> _Short task_: Retype the stretch of the data from the line containing "the specified stone" through the line containing "left=8, top=32, right=255, bottom=217", with both of those lines included. Output only those lines, unchanged.

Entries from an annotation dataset
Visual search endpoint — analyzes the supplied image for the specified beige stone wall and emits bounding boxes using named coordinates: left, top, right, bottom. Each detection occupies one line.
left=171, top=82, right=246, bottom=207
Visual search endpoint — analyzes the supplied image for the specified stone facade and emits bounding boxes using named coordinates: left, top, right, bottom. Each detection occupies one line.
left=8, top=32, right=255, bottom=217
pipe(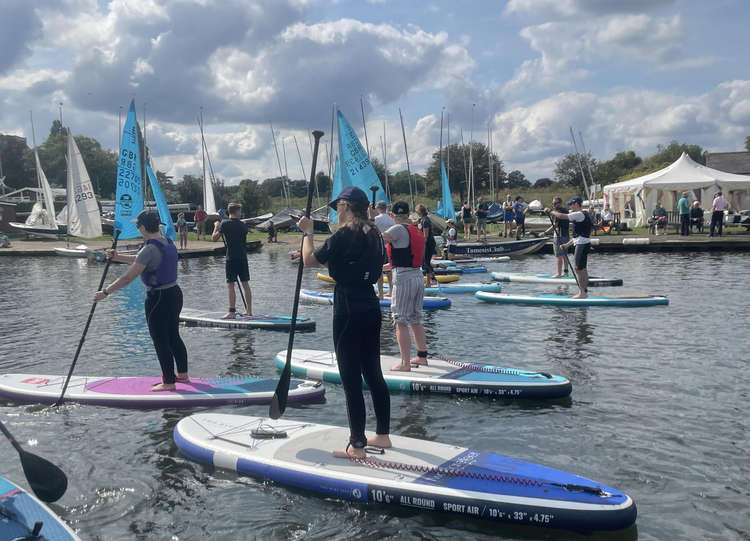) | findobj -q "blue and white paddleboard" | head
[174,413,637,531]
[0,477,81,541]
[474,291,669,307]
[274,349,571,399]
[490,272,622,287]
[299,288,451,310]
[180,308,315,331]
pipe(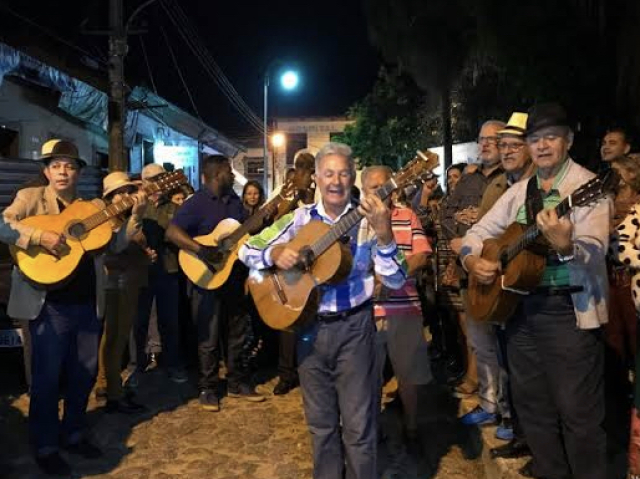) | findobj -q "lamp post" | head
[262,66,300,194]
[271,133,287,191]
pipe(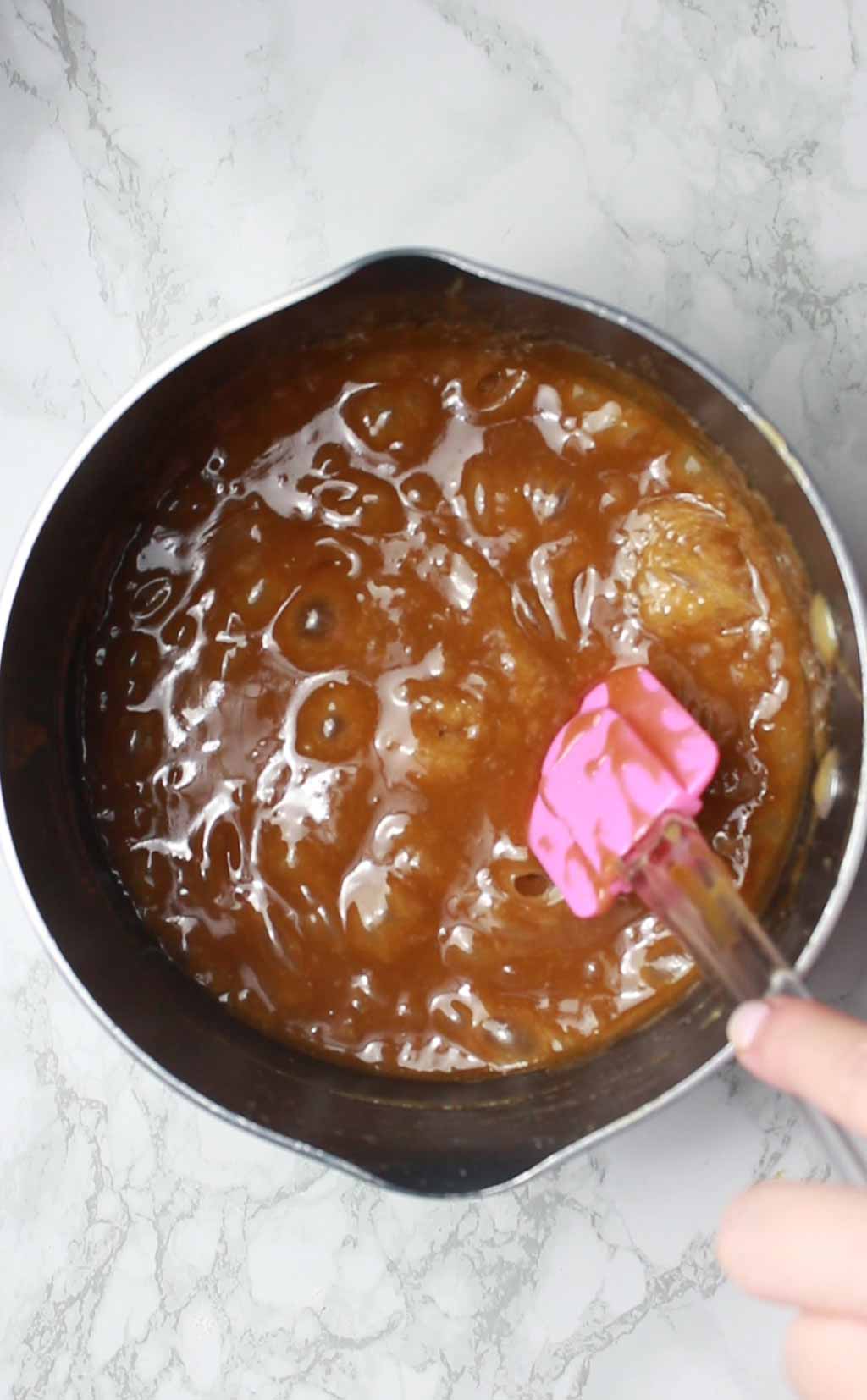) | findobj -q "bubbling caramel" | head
[86,326,818,1074]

> _Solution for this task_:
Visual search endpoint — analyzes the supplied image for the specified stone facade and emits bounding boxes using named coordinates: left, top, right, bottom. Each detection occupies one line.
left=8, top=32, right=255, bottom=217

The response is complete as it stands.